-- begin --
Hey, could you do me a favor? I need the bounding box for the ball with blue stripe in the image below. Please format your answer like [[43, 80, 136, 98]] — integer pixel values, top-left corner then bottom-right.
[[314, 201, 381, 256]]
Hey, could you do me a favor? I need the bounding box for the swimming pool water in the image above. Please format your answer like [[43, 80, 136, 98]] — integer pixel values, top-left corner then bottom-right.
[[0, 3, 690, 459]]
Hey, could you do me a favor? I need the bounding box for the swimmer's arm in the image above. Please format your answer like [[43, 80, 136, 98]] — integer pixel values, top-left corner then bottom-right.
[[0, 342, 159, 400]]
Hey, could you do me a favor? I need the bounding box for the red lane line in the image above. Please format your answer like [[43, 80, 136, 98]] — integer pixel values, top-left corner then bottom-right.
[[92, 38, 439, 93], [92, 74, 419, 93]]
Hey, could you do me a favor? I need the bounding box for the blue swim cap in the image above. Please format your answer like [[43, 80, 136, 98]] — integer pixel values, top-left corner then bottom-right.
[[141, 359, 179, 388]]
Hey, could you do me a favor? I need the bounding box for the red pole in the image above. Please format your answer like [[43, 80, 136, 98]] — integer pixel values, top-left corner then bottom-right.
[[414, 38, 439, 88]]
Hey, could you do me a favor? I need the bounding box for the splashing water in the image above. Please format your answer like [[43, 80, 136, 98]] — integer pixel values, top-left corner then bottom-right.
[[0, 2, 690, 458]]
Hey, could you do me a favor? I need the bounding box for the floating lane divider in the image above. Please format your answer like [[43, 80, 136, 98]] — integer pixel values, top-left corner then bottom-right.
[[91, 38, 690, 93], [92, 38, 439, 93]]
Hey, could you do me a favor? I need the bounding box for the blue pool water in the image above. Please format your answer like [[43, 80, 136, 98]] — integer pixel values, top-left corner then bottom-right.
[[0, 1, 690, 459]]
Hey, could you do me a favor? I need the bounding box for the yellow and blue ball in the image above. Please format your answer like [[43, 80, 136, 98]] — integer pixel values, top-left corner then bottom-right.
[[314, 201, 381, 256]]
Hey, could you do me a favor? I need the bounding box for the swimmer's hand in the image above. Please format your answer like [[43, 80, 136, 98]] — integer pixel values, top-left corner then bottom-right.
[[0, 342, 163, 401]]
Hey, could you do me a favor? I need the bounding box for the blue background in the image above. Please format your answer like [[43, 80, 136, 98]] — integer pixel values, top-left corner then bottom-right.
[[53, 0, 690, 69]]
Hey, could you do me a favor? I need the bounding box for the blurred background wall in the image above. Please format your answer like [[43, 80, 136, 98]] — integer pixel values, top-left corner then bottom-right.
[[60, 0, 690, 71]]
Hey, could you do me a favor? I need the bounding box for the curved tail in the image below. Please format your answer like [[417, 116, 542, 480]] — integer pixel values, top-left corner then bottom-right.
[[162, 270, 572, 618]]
-- end --
◆ **TO DO**: Copy all of the records above word for word.

◆ **COMPLETE ANSWER**:
Hey, could you do me a favor? I need the bounding box for the ball with blue stripe in the image below. Please format your answer like [[43, 80, 136, 98]] — integer pixel values, top-left corner then bottom-right.
[[314, 201, 381, 256]]
Hey, could you do me a favor? I need the bounding box for the swimming pool water in the image above. Please format your answer like [[43, 80, 136, 98]] — integer pixel values, top-left corner then bottom-right.
[[0, 3, 690, 459]]
Hey, could you do me a favor? I need the bounding box for the swimmer's arm in the image above. Please format your answer like [[43, 80, 136, 98]] — integer pixel values, top-left corner then bottom-right.
[[0, 342, 159, 400]]
Hey, could you do me a favor? I need the bounding box for the red lane line in the image above. Please format your answer like [[43, 80, 136, 98]] — integer pixel values, top-left corner then bottom-right.
[[92, 38, 439, 93], [92, 74, 419, 93]]
Hey, could you do me a favor? I need the bounding box for the blue swim cap in the image above. Please format your answer like [[43, 80, 136, 98]] — integer pixel values, top-left corner then bottom-right.
[[141, 359, 179, 388]]
Hey, could you do me a favor? I need the bounding box for the red pole in the image above. Please format your answer like [[43, 80, 136, 98]] — integer pixel values, top-left corner then bottom-right.
[[414, 38, 439, 88]]
Hey, could you do me a favor? I need the bounding box for the splashing water in the image above. Please format your answer like [[43, 80, 136, 98]] — integer pixel values, top-left corner then bottom-right.
[[0, 2, 690, 458]]
Hey, could you do me a favor? I need the bounding box for the floating lane divider in the image above. Please format your answer like [[43, 80, 136, 98]] — integer pixel values, top-left corner then bottom-right.
[[91, 38, 690, 93], [92, 38, 439, 93]]
Hey, could you do me a favor? I need the bounding box for the blue pool water in the image above. Please format your answer like [[43, 80, 136, 98]] — integer pixel values, top-left corner then bottom-right.
[[0, 1, 690, 459]]
Hey, could you do me a favor? I need the bounding box for the yellow and blue ball in the image above. Please format your answer like [[43, 80, 136, 98]] — integer pixel values, top-left corner then bottom-right.
[[314, 201, 381, 256]]
Hey, could you do me a favor? I need the bounding box for the swimmer's hand in the image above. Please format your answer like [[43, 80, 136, 98]] — integer pixel values, top-left corner then bottom-right.
[[0, 342, 163, 401]]
Hey, could you do me a favor? I need the bounding box for the blue background in the image above. Please format your answer like [[43, 80, 136, 98]] — integer pixel values, top-left corner then bottom-right.
[[53, 0, 690, 69]]
Hey, could you do me a favor? I need the bounding box for the blurred background wall in the image above. Please format your answer like [[43, 80, 136, 98]] — integer pixel values, top-left corner then bottom-right.
[[60, 0, 690, 71]]
Hey, could you do me a favor? I need the bounding box for the curved tail in the image below. Please format your answer like [[417, 116, 542, 480]] — integer pixel values, top-left corner then bottom-right.
[[162, 270, 572, 618]]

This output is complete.